* What to do *
Return each line in the rows below that contains the string "outline", copied in full.

* Listing *

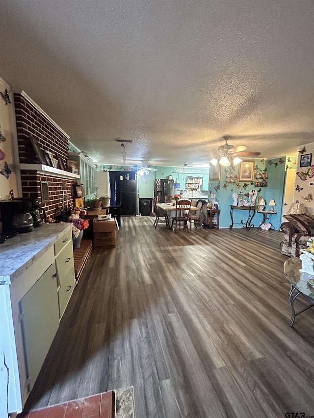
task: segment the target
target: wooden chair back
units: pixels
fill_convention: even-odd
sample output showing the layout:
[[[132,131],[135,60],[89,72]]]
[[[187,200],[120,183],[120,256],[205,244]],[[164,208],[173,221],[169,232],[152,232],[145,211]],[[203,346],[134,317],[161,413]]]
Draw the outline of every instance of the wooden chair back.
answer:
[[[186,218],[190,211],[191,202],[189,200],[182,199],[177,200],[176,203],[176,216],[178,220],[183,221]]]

==

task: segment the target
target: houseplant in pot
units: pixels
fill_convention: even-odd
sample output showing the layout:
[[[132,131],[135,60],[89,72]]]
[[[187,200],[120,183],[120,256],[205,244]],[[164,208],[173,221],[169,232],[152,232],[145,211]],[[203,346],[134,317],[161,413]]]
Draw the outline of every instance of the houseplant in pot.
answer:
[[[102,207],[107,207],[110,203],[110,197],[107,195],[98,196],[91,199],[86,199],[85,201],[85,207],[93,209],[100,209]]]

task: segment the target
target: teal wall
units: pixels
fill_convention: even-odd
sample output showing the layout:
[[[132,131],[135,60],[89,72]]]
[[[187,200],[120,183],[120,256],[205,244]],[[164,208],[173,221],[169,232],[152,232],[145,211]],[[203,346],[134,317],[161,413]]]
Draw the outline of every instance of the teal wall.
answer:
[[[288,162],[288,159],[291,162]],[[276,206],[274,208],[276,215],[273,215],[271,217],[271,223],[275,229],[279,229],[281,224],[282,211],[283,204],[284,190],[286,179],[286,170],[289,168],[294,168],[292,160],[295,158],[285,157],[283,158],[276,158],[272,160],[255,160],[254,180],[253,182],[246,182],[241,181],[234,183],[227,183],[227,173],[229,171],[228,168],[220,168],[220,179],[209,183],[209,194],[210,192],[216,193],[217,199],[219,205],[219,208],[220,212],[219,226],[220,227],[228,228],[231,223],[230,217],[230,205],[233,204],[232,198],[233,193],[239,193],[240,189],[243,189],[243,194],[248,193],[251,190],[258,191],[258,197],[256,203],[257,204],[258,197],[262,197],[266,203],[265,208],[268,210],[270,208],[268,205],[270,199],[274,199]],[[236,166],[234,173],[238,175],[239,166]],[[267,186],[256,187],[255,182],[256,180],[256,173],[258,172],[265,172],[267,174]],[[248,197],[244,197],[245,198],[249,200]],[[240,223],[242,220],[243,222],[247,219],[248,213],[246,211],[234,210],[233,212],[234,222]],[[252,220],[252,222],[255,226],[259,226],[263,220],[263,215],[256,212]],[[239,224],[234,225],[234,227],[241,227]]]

==

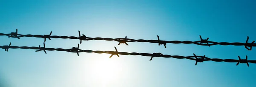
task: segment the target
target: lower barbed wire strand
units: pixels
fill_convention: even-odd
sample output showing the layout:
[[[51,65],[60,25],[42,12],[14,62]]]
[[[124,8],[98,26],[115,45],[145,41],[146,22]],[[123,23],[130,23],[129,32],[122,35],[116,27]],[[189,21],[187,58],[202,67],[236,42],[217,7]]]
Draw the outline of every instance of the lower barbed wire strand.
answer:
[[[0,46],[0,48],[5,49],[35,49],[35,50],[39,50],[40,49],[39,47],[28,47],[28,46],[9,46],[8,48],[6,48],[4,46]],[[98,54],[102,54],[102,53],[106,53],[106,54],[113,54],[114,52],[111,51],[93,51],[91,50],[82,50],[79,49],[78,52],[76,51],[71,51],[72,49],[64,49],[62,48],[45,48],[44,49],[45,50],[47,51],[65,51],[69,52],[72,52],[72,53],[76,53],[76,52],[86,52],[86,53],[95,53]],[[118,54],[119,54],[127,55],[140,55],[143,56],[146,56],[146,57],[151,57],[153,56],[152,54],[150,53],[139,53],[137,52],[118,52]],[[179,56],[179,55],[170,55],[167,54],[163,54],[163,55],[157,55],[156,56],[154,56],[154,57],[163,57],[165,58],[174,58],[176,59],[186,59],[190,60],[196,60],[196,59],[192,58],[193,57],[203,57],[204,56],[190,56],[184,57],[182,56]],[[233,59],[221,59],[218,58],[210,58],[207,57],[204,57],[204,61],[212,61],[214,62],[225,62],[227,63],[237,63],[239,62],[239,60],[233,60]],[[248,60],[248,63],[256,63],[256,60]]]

* Written reply *
Draw the outline of every instance of the wooden chair back.
Draw the outline of every instance of the houseplant in pot.
Draw the outline of every instance of the teal wall.
Draw the outline of every instance of the lower barbed wire strand.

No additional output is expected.